Supplied text >>
══════════
Attempts at speeding up StringTableBuilder

Sun Oct 16 16:52:55 PDT 2016

On Sun, Oct 16, 2016 at 7:03 AM, Rafael Avila de Espindola <
rafael.espindola at gmail.com> wrote:

> Thanks. For 1 I need to pass a size_t*, no?
>

In theory, clients could pass in multiple keys simultaneously, but I
suspect that it is better to encapsulate the batching of insertions inside
StringTableBuilder. Passing in size_t* makes that possible. (note however,
that when writing the offsets back out through the size_t*'s, the access
pattern is likely to be fairly random, so you probably also want to make
sure that the cache misses for all those stores get pipelined too; same
goes for memcpying all the strings into the output, though that will likely
be quite TLB bottlenecked)

>
> I did try sorting by hash. It avoided the misses in the hash insertion,
> but was not faster overall.
>

Well, if you have already sorted by hash, then you don't need to insert
into the hash table since all values with the same hash are already
adjacent.
I think that one useful way to look at the problem is that there is a
spectrum of options between:
1. Inserting everything into a hash table to do the uniquing.
2. Doing a full sort + unique

Hash table insertion has bad spatial access patterns. Sorting has very good
spatial access patterns, but does log(N) more work overall (for some
definition of work that doesn't take into account spatial locality).
The bad spatial access patterns of the hash table however are not too
problematic if the working set fits in various DCaches and DTLB's.
══════════
Supplied entries >>
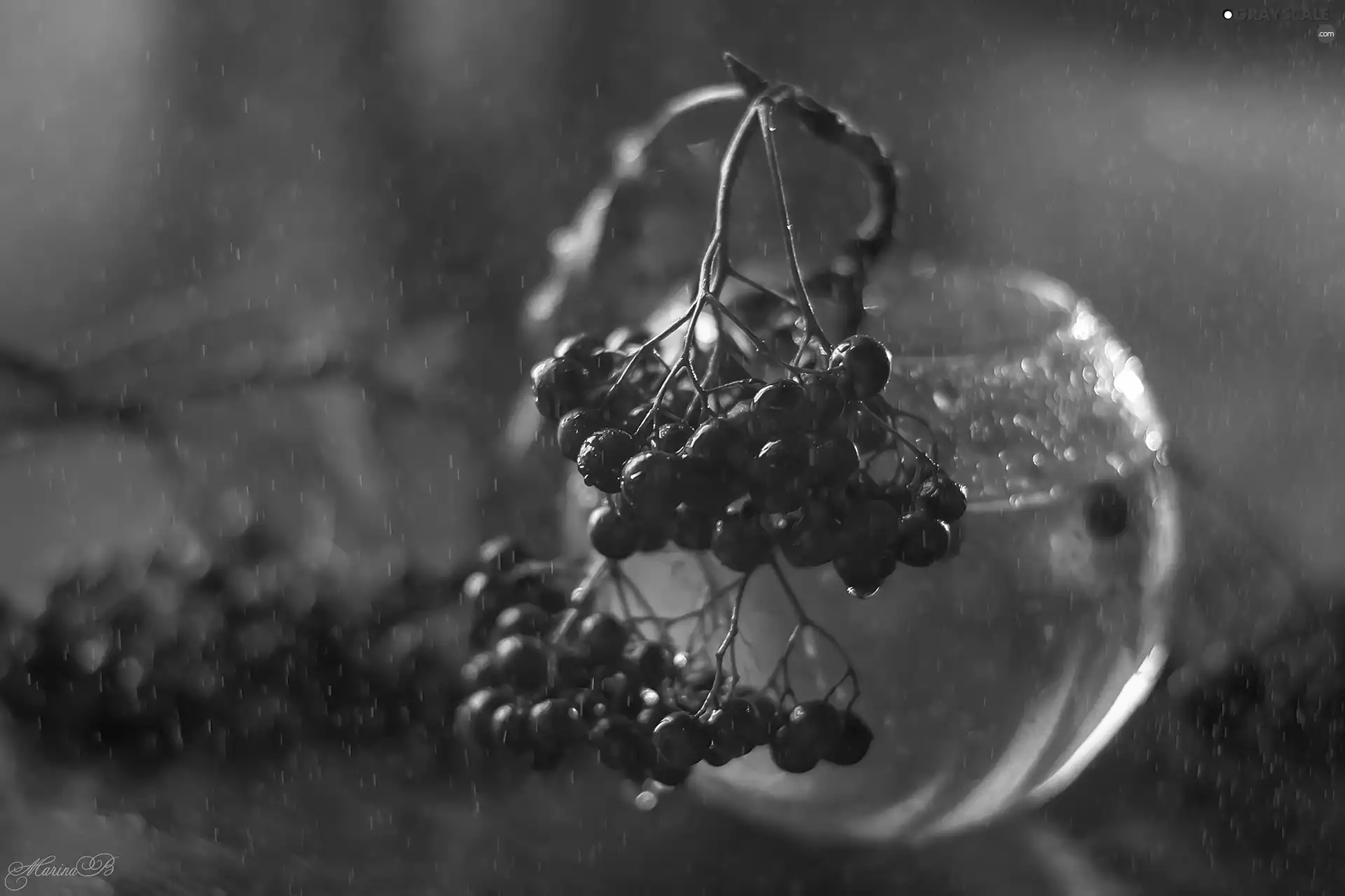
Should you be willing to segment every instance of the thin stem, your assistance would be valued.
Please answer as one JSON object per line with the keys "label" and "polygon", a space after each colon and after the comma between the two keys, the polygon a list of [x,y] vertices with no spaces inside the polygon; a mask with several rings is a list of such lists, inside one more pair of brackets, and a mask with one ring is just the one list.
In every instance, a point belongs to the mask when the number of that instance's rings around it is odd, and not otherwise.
══════════
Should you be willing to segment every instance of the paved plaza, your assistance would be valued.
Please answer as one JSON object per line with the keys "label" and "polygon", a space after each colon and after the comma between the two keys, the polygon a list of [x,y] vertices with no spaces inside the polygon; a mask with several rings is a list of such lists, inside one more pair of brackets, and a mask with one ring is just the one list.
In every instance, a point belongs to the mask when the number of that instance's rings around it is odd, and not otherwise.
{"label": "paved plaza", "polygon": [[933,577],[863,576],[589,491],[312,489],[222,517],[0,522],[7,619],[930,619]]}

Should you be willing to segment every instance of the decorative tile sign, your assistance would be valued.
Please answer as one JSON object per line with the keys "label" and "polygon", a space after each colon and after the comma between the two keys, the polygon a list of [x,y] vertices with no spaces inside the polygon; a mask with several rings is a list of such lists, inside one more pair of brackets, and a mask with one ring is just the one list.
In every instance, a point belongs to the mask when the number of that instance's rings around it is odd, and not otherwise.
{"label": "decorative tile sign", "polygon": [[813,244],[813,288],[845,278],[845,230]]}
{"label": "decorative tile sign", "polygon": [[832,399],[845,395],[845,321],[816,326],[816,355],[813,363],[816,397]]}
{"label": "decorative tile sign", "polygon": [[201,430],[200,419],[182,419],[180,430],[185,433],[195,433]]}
══════════
Written tasks >>
• a. Say whether each statement agrees with the StringTableBuilder message, answering yes or no and quoting the words of the message that decide it.
(i) Sorting by hash turned out to be faster overall.
(ii) Hash table insertion has bad spatial access patterns.
(iii) Memcpying all the strings into the output will likely be TLB bottlenecked.
• b. Answer these questions using facts from the StringTableBuilder message.
(i) What date and time does the message carry?
(ii) What type does Rafael Avila de Espindola ask whether he needs to pass?
(iii) Between which two options does the spectrum described in the message lie?
• c. Print the part of the StringTableBuilder message that opens with the words containing "Sun Oct 16 16:52:55" and closes with "a size_t*, no?".

Results by task >>
• a.
(i) No: "but was not faster overall."
(ii) Yes: "Hash table insertion has bad spatial access patterns."
(iii) Yes: "though that will likely be quite TLB bottlenecked"

• b.
(i) Sun Oct 16 16:52:55 PDT 2016
(ii) A size_t*
(iii) Inserting everything into a hash table to do the uniquing, and doing a full sort + unique

• c.
Sun Oct 16 16:52:55 PDT 2016

On Sun, Oct 16, 2016 at 7:03 AM, Rafael Avila de Espindola <
rafael.espindola at gmail.com> wrote:

> Thanks. For 1 I need to pass a size_t*, no?